[Excerpts of annotation records]
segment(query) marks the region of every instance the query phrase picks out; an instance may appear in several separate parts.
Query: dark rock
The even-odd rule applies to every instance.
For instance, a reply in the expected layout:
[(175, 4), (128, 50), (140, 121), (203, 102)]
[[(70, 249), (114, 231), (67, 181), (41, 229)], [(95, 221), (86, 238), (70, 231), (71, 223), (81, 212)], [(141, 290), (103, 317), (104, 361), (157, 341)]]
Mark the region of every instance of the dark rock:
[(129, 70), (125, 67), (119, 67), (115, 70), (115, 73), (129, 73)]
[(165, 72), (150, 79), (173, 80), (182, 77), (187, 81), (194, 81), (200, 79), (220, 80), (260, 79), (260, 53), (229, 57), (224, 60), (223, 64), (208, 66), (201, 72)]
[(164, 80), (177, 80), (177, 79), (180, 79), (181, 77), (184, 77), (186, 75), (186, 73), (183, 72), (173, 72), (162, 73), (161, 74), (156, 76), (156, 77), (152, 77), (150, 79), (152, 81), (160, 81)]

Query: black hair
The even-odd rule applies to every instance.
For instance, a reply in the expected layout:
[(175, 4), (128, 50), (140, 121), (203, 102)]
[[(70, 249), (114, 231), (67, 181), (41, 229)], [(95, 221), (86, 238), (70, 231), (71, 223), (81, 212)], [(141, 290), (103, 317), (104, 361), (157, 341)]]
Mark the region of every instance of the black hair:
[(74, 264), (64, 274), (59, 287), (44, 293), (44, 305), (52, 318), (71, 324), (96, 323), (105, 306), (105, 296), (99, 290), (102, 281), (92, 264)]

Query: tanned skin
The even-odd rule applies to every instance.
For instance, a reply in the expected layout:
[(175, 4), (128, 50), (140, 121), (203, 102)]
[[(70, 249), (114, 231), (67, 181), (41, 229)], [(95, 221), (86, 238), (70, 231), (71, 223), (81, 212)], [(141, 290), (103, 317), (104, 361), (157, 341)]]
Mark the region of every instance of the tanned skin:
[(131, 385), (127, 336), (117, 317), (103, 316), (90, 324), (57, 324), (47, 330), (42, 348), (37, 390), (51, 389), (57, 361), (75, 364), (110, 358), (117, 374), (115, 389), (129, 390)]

WHAT THE EXERCISE ASKS>
State how many lines of the items above contain the string "region", treating uppercase and lowercase as different. Give only the number.

TASK ANSWER>
4